##### Information supplied

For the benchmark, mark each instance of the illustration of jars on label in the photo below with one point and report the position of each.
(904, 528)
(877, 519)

##########
##### Information supplied

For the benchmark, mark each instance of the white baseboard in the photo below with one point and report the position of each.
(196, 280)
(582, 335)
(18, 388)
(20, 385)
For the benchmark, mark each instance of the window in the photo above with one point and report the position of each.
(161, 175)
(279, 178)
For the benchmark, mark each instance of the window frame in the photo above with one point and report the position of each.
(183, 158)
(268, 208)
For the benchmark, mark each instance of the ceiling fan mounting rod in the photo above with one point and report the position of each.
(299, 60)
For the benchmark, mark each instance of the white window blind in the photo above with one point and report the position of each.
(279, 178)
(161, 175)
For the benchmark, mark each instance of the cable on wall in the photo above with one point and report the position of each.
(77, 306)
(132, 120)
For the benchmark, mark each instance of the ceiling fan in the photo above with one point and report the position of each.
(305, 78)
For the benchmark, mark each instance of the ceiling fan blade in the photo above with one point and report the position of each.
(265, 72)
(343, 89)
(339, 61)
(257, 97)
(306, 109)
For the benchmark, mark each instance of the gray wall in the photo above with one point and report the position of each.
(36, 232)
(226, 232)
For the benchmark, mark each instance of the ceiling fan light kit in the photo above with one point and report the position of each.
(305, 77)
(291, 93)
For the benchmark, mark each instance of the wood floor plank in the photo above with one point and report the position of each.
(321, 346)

##########

*What is asked:* Find each row above that contains the word "below", and copy those rows in full.

*Correct answer:*
For the benchmark, mark each instance of the illustration of jars on label in the photo below with one point and report the position of each.
For the benchmark, mark each instance of the white baseboard in the photo below with one point and report the position of each.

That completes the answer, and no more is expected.